# Tires???



## adrniln (Feb 26, 2007)

How long should the tires on my outback last??


----------



## tdvffjohn (Mar 10, 2005)

Check for cracks and wear constantly but the general rule of thumb is replace in 4 or 5 years regardless of how they look

John

PS, most of us just get a new trailer before then, its easier


----------



## H2oSprayer (Aug 5, 2006)

It depends on what tires you have. You can search this forum and find many posting about the tires that were put on the OB's. I plan on replacing the stock tires that came on my 2004 this spring, due to side wall cracking.


----------



## adrniln (Feb 26, 2007)

so it sounds like mileage isn't much of an issue?


----------



## tdvffjohn (Mar 10, 2005)

Only if you are lucky enough to be full timing


----------



## map guy (Jan 11, 2007)

adrniln said:


> How long should the tires on my outback last??


Couple of seasons in the southwest due to heat and sun. *ON THE OEM TIRES!*

Heat from towing 
-----if under inflated even for a short trip the cheap OEM tires will start seperating on the inside where you cannot inspect
-----from high road temps 
-----sustained operation at max or more load values -Outbacks and most RV's suffer from this issue.

Sun / UV damage to rubber 
-------cracked sidewalls 
-------rotting from inside 
--both causing seperations and or blowouts.

------------------------------------

» Written request a
Reproduce the lines of the records between the one holding "of the swimming" and the one holding "column 1182, row 302", inclusive.

------------------------------------

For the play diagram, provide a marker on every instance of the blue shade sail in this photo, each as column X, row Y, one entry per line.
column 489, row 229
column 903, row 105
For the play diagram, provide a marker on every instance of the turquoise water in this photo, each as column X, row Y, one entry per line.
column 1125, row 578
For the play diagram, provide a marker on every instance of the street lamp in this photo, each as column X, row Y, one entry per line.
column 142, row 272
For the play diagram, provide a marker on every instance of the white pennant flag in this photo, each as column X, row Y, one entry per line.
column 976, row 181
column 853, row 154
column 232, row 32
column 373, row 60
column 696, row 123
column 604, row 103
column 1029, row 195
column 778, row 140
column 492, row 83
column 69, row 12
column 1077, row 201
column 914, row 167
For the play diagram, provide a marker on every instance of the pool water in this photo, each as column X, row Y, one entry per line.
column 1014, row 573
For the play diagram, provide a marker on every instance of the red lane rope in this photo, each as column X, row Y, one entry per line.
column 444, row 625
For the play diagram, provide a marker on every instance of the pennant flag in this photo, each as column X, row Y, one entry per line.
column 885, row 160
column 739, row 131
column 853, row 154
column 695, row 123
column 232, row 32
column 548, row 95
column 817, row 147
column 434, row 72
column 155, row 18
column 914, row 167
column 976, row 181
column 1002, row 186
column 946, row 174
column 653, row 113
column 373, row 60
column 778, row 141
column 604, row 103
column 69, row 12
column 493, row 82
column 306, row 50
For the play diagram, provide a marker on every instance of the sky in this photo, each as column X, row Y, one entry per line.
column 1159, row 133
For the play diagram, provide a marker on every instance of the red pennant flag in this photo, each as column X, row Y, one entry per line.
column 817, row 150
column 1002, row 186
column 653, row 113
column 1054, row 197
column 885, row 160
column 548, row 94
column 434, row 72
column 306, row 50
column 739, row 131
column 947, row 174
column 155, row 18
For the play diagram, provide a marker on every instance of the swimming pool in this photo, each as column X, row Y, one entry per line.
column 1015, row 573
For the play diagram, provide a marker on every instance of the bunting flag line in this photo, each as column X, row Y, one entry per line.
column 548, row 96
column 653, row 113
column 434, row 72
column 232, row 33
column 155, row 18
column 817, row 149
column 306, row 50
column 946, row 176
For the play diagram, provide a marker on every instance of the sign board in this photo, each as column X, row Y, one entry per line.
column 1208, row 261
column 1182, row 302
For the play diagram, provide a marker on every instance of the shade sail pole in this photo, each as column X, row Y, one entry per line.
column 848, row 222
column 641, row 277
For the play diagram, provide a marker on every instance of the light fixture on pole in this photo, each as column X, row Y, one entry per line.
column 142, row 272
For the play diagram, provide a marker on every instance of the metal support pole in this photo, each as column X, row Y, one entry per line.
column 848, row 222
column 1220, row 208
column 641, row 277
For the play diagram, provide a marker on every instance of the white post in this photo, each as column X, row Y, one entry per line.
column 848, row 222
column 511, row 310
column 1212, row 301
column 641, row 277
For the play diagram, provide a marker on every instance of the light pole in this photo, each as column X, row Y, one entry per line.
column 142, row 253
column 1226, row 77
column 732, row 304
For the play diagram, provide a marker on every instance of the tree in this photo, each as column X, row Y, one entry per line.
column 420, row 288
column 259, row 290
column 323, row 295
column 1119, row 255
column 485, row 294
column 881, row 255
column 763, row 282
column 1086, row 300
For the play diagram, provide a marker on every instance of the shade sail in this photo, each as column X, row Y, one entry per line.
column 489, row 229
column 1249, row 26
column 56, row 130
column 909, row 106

------------------------------------

» Written request b
Carry on the forum thread about trailer tire lifespan from the point where it stops.

» Task output a
For the play diagram, provide a marker on every instance of the swimming pool in this photo, each as column X, row Y, one entry per line.
column 1015, row 573
For the play diagram, provide a marker on every instance of the bunting flag line in this photo, each as column X, row Y, one entry per line.
column 548, row 96
column 653, row 113
column 434, row 72
column 232, row 33
column 155, row 18
column 817, row 149
column 306, row 50
column 946, row 176
For the play diagram, provide a marker on every instance of the sign board in this photo, each as column X, row Y, one entry per line.
column 1208, row 261
column 1182, row 302

» Task output b
If any sidewall damage is noted be prepared for flat tires on the road --- or fix before hitting the road!

Map Guy


----------



## adrniln (Feb 26, 2007)

map guy said:


> How long should the tires on my outback last??


Couple of seasons in the southwest due to heat and sun. *ON THE OEM TIRES!*

Heat from towing 
-----if under inflated even for a short trip the cheap OEM tires will start seperating on the inside where you cannot inspect
-----from high road temps 
-----sustained operation at max or more load values -Outbacks and most RV's suffer from this issue.

Sun / UV damage to rubber 
-------cracked sidewalls 
-------rotting from inside 
--both causing seperations and or blowouts.

If any sidewall damage is noted be prepared for flat tires on the road --- or fix before hitting the road!

Map Guy
[/quote]
Thanks for the information everyone. So basically check my tire pressures and watch for damage/rot etc. Got it!!!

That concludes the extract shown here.